== WHAT THE EXERCISE ASKS ==
Turn the items from the line with "Excuse me, I need to find every tree in" to the line with "[618,319,745,417]" into a Markdown table with the columns Number and Item line, one row per line, skipping blank lines.

**** RECORDS SHOWN

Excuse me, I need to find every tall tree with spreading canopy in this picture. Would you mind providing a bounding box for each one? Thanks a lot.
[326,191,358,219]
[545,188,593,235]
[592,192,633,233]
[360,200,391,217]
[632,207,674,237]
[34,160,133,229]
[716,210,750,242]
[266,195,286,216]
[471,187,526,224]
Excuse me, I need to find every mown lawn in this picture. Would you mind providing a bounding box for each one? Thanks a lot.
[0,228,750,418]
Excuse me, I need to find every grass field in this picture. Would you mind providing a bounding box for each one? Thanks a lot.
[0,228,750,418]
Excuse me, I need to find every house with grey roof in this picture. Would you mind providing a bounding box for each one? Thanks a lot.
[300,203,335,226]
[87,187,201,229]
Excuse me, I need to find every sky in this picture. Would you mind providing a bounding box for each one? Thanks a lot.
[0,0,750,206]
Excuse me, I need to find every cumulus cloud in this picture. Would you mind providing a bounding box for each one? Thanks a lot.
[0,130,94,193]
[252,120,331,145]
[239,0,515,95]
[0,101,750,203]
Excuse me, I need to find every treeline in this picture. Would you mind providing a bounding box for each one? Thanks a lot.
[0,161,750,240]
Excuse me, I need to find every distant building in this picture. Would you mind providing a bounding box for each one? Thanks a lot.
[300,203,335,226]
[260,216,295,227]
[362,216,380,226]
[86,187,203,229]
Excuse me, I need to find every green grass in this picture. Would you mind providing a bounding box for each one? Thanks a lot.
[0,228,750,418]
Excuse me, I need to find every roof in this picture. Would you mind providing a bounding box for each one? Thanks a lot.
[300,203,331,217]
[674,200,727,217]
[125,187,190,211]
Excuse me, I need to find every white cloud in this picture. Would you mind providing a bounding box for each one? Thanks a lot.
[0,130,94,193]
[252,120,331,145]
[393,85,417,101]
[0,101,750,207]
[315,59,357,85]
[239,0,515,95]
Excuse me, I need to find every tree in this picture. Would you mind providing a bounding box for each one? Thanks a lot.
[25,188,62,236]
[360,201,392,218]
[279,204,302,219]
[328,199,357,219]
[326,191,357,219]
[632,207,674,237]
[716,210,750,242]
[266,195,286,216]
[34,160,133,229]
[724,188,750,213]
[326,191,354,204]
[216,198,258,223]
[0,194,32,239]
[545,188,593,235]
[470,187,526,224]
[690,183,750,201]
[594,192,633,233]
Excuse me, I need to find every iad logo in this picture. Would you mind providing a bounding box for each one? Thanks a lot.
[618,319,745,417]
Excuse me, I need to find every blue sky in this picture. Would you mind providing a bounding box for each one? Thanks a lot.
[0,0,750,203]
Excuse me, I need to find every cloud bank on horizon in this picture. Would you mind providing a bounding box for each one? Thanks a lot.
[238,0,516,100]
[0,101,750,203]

********

== COMPLETE ANSWER ==
| Number | Item line |
|---|---|
| 1 | Excuse me, I need to find every tree in this picture. Would you mind providing a bounding box for each one? Thanks a lot. |
| 2 | [25,188,62,236] |
| 3 | [360,201,392,218] |
| 4 | [279,204,302,219] |
| 5 | [328,199,357,219] |
| 6 | [326,191,357,219] |
| 7 | [632,207,674,237] |
| 8 | [716,210,750,242] |
| 9 | [266,195,286,216] |
| 10 | [34,160,133,229] |
| 11 | [724,188,750,213] |
| 12 | [326,191,354,204] |
| 13 | [216,198,258,223] |
| 14 | [0,194,32,239] |
| 15 | [545,188,593,235] |
| 16 | [470,187,526,224] |
| 17 | [690,183,750,201] |
| 18 | [594,192,633,233] |
| 19 | Excuse me, I need to find every iad logo in this picture. Would you mind providing a bounding box for each one? Thanks a lot. |
| 20 | [618,319,745,417] |